Dataset excerpt

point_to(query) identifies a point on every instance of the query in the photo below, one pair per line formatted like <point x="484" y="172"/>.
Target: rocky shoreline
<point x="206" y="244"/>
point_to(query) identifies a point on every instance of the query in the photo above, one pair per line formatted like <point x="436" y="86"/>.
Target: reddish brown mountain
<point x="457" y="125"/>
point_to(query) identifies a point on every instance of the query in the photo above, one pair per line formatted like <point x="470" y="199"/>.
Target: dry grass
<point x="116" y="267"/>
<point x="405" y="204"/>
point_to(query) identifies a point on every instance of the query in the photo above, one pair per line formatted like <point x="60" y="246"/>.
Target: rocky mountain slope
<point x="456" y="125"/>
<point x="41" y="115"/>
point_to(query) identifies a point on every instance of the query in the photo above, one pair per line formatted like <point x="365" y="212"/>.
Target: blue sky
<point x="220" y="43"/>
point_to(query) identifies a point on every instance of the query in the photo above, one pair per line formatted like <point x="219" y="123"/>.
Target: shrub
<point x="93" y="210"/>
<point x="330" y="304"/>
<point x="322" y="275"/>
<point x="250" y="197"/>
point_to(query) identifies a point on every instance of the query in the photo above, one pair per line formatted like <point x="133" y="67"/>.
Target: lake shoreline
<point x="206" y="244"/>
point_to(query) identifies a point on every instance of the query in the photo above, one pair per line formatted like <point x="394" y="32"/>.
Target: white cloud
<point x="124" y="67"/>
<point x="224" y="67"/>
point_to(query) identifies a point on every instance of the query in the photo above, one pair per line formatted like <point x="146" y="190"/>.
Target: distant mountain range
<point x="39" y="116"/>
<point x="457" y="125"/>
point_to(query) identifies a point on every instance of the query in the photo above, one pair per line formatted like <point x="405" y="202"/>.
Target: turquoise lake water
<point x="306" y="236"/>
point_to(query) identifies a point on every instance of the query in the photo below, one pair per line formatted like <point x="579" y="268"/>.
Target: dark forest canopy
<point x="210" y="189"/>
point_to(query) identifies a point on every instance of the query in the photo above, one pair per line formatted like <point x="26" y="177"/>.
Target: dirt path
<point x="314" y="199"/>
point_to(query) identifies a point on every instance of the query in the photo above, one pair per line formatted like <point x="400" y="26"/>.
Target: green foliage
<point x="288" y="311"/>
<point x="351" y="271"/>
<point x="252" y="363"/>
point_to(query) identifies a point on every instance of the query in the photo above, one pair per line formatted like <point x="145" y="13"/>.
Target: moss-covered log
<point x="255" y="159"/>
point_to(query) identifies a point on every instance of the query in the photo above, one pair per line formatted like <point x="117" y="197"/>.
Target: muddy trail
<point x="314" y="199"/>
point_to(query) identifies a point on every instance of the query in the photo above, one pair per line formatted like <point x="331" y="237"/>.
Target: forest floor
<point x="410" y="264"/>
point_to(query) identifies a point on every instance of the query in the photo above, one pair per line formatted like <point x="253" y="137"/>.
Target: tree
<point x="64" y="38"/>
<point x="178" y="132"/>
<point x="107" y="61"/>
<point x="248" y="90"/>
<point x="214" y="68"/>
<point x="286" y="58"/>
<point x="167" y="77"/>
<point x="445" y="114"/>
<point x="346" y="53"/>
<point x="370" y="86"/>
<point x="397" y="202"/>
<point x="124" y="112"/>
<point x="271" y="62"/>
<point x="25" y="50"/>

_AIM OF THE EXERCISE_: Which lines above contain the word "below"? Pull out each of them and copy it in full.

_TASK RESULT_:
point_to(query) identifies a point on every instance of the query in the photo below, one pair per line formatted like <point x="484" y="172"/>.
point_to(query) identifies a point on every instance of the query in the photo below, one pair per line formatted like <point x="579" y="268"/>.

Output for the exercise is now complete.